The Washington Post · Rachel Siegel · BUSINESS, US-GLOBAL-MARKETS 

U.S. markets returned from the holiday weekend and quickly flashed red, dialing back last week's solid gains as the country continues to brace for rising coronavirus cases in major hot spots and beyond.

The Dow Jones industrial average closed Monday 328 points down, or 1.39%. Industrial giant Caterpillar was the biggest drag on the Dow after UBS delivered a rare, double-downgrade that took the stock from a buy to a sell without stopping at hold.

The Standard & Poor's 500-stock index finished the day down 1%, while the Nasdaq tipped upwards 0.48%, as markets head into earnings season amid relentless bad economic news from the first quarter of the year.

==*==

PARTS OF THE EXERCISE:
(A) Name every stock market index that the market report mentions.
(B) Print the market report from "The Dow Jones" up to and including "of the year.".

RECORD EXCERPTS:
==*==

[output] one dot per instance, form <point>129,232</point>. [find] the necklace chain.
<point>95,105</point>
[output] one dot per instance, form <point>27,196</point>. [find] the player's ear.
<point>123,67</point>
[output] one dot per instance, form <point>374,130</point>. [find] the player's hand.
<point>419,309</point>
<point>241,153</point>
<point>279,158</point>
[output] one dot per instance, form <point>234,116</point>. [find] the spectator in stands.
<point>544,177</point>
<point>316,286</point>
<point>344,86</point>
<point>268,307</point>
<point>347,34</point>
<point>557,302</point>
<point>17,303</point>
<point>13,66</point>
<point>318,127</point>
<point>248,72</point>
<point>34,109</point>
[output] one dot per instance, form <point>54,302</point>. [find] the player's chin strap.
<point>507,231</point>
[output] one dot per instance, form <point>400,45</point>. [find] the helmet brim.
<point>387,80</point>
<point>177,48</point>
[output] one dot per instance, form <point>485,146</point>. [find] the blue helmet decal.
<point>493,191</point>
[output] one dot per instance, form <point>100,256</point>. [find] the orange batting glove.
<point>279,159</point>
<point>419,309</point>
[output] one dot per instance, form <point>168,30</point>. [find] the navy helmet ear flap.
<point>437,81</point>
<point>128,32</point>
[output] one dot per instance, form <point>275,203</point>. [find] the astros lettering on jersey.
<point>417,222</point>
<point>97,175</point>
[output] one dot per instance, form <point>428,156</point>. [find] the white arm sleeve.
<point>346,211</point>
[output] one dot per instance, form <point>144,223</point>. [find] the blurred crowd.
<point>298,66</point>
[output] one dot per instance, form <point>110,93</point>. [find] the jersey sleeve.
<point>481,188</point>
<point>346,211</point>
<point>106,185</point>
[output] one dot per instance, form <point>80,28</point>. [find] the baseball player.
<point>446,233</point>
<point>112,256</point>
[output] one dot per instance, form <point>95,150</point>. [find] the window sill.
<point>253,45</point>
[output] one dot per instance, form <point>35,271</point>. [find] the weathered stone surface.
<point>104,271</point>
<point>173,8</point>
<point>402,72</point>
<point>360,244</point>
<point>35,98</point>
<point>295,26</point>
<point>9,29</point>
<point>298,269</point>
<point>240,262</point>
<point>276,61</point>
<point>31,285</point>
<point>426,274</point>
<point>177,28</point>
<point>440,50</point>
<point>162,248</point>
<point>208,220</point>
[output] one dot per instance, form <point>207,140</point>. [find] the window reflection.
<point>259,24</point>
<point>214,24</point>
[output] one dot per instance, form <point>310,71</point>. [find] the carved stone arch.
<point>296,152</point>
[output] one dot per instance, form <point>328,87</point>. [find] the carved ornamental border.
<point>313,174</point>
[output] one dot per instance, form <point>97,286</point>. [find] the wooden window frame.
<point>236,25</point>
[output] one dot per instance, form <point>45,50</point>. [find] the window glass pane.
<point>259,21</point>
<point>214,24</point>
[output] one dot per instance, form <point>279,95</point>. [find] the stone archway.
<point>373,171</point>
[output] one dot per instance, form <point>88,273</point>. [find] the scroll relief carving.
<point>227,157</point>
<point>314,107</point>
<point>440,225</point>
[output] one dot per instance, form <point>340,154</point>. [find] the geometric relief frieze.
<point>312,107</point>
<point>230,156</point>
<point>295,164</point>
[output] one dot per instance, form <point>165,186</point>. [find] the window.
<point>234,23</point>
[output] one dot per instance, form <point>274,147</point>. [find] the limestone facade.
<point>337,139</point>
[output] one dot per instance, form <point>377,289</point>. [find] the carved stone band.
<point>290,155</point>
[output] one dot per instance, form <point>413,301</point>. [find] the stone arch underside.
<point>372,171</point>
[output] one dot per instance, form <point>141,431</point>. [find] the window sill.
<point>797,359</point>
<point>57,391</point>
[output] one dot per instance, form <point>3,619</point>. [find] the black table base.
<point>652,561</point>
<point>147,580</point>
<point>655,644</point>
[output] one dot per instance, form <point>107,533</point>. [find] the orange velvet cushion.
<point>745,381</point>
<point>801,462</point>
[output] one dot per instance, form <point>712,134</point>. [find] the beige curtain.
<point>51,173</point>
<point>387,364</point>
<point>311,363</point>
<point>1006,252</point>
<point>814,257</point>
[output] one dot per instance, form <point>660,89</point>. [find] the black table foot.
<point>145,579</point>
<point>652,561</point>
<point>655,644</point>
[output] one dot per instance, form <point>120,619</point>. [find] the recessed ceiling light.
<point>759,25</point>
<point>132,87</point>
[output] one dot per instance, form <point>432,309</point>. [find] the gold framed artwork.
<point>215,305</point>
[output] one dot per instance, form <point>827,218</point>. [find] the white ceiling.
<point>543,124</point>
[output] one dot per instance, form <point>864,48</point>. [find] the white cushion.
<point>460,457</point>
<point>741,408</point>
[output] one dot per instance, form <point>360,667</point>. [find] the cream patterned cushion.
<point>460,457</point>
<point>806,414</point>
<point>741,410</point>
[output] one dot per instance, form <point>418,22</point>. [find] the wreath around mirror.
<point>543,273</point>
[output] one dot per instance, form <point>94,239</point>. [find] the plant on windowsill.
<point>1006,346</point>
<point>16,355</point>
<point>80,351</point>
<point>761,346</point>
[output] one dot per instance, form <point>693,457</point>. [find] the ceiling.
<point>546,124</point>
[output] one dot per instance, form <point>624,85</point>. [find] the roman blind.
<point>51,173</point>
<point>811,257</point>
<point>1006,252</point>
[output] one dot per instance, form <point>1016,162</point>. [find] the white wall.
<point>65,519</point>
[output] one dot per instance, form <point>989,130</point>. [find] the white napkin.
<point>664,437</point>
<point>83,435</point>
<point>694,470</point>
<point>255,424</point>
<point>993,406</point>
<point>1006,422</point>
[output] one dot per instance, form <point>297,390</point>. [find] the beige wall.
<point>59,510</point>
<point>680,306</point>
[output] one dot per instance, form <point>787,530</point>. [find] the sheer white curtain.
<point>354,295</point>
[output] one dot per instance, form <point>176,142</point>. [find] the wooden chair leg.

==*==

COMPLETED EXERCISE:
(A)
Dow Jones industrial average
Standard & Poor's 500-stock index
Nasdaq

(B)
The Dow Jones industrial average closed Monday 328 points down, or 1.39%. Industrial giant Caterpillar was the biggest drag on the Dow after UBS delivered a rare, double-downgrade that took the stock from a buy to a sell without stopping at hold.

The Standard & Poor's 500-stock index finished the day down 1%, while the Nasdaq tipped upwards 0.48%, as markets head into earnings season amid relentless bad economic news from the first quarter of the year.